Data provided »
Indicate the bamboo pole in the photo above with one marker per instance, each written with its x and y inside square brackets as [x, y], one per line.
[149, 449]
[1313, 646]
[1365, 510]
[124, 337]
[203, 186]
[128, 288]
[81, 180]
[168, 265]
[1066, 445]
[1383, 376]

Problem to work on »
Please rewrite the records above with "bamboo pole" replaced by "bamboo stalk", leaving everything else unchanged.

Solved exercise »
Indicate the bamboo stalk in the photo above with one marker per instance, each written with its x and y inside square brackets as [x, y], one per line.
[149, 449]
[1313, 646]
[1365, 510]
[124, 337]
[203, 186]
[128, 288]
[81, 180]
[168, 265]
[1066, 445]
[1383, 376]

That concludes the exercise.